ASSIGNMENT -> In the material below, transcribe every line from the first through the line holding "562L97 498L83 547L86", exactly, and stop after that line.

____________

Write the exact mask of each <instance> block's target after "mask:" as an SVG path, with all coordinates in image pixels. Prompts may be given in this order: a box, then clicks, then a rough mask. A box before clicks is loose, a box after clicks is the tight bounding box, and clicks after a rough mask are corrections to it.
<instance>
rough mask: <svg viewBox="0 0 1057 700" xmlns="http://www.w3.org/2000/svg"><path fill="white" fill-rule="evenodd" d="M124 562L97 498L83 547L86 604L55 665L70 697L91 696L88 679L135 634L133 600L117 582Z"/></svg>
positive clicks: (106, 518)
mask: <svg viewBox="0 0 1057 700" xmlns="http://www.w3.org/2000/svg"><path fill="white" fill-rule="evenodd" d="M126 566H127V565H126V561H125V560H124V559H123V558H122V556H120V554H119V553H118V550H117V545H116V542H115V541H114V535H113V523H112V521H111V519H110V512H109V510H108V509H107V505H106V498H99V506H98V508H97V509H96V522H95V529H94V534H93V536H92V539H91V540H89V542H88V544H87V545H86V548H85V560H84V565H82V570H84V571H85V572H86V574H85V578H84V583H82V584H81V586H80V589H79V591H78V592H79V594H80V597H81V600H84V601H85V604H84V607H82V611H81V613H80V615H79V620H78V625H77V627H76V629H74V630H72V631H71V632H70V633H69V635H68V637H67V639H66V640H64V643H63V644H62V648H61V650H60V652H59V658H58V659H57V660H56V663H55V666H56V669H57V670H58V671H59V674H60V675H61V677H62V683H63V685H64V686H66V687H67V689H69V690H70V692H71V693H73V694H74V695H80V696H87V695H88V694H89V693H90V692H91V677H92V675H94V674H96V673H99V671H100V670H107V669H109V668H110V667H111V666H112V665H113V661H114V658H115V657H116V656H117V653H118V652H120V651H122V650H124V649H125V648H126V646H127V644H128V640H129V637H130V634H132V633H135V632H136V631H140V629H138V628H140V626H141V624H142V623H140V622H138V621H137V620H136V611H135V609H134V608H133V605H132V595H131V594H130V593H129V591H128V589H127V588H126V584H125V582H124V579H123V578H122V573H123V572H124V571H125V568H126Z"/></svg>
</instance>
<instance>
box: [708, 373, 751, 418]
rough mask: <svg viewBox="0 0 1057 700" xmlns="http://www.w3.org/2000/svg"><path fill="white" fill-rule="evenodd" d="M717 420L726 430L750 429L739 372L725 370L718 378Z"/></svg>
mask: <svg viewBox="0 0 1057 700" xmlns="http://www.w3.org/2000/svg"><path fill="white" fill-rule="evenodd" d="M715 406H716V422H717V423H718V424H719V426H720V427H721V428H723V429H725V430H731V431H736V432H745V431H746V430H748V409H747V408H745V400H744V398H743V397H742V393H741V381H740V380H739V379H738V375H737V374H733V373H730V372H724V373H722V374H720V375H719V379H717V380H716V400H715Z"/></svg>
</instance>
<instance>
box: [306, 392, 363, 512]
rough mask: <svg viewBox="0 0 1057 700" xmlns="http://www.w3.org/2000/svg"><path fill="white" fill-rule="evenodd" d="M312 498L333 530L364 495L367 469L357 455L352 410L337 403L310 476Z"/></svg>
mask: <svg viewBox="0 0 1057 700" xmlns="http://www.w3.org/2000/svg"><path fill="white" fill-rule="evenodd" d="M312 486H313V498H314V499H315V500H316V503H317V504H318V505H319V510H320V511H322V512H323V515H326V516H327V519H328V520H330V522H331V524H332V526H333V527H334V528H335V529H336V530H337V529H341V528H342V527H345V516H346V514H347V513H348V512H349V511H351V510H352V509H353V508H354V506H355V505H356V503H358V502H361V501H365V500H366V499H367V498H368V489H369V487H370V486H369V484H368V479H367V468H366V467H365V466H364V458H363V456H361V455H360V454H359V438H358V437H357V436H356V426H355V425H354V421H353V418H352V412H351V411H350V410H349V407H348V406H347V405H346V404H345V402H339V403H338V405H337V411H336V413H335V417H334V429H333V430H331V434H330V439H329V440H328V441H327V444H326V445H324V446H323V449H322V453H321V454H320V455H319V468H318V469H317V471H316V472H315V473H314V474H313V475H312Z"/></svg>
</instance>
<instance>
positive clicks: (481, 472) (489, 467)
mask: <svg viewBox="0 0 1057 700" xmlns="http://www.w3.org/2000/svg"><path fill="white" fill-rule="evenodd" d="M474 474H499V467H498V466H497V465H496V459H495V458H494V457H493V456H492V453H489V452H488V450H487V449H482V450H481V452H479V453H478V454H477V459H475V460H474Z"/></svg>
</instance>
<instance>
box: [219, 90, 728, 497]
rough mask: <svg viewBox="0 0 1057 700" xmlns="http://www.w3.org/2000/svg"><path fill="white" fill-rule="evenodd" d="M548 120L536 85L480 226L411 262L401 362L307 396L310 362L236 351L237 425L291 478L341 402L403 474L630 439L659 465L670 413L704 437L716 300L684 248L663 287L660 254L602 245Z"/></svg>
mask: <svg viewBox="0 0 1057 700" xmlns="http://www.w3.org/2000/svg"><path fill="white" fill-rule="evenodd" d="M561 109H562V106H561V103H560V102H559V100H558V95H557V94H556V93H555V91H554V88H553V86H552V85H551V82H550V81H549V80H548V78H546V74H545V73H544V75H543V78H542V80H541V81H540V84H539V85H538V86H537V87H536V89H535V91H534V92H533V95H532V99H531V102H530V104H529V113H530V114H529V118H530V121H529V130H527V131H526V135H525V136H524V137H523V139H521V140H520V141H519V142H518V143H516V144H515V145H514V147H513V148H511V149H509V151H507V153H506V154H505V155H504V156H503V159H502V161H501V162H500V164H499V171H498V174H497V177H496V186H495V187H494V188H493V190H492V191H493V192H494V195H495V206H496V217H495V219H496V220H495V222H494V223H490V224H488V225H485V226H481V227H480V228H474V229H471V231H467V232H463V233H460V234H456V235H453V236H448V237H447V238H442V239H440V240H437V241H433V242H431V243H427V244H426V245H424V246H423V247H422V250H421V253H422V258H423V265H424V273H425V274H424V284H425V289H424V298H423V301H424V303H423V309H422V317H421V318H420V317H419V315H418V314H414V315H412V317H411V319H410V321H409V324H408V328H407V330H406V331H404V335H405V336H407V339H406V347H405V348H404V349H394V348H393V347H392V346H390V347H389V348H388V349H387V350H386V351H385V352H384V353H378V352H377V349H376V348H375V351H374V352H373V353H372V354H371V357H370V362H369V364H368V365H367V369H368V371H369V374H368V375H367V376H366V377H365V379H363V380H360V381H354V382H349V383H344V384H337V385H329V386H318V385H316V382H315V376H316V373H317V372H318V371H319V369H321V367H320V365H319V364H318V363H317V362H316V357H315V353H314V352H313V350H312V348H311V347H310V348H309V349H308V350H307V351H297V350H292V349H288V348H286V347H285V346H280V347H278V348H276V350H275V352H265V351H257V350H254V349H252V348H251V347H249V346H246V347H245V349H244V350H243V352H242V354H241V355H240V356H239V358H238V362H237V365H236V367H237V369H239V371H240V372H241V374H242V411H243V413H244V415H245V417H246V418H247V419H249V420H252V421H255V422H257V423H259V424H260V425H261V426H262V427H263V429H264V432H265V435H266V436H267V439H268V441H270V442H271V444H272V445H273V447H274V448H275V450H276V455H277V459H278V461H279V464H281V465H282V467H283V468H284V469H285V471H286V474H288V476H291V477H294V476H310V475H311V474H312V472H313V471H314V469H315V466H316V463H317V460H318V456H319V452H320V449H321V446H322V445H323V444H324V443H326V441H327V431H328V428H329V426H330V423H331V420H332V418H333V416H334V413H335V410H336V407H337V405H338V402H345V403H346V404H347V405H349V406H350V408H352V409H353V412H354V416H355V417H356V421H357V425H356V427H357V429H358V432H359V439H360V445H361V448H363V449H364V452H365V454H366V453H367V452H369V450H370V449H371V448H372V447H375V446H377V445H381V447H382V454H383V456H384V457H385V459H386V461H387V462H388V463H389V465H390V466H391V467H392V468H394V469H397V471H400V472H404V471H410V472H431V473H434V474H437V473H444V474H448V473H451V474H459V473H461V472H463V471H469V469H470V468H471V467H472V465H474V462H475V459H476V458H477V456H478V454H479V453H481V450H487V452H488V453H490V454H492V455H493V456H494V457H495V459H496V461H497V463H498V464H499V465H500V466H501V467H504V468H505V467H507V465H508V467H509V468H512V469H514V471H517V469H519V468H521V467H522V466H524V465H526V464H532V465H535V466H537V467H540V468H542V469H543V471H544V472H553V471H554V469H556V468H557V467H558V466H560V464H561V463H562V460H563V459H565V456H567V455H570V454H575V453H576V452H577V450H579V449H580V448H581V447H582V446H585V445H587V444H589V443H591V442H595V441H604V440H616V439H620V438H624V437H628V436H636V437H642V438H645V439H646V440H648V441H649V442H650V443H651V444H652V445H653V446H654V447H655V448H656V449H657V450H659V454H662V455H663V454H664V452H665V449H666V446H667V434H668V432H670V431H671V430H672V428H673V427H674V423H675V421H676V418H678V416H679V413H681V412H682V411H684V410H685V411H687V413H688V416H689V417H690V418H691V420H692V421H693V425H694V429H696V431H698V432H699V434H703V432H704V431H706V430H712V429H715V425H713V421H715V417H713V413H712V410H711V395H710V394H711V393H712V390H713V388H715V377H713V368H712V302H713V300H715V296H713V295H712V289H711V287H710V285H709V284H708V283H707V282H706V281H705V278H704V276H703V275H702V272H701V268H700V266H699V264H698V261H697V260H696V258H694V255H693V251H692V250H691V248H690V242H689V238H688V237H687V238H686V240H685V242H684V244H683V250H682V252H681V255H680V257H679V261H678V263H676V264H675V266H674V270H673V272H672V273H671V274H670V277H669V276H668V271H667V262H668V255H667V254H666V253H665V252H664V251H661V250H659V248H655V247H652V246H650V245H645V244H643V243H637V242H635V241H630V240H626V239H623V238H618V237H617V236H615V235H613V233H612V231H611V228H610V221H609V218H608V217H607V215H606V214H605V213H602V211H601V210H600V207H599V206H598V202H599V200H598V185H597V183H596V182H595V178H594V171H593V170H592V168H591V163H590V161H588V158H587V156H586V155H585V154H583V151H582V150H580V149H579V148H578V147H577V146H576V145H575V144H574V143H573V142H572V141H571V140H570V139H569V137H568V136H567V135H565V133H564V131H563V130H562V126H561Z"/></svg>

____________

PROBLEM SOLUTION ->
Write the exact mask of each <instance> block's target after "mask:" as an SVG path, with all coordinates in image pixels. Prompts may be given in this order: a box, then clicks, then a rough mask. A box before clicks is loose, a box after clicks is the tight bounding box, and clicks after a rough mask are corrections to it.
<instance>
rough mask: <svg viewBox="0 0 1057 700" xmlns="http://www.w3.org/2000/svg"><path fill="white" fill-rule="evenodd" d="M124 562L97 498L83 547L86 604L55 665L70 697L91 696L88 679L135 634L133 600L117 582Z"/></svg>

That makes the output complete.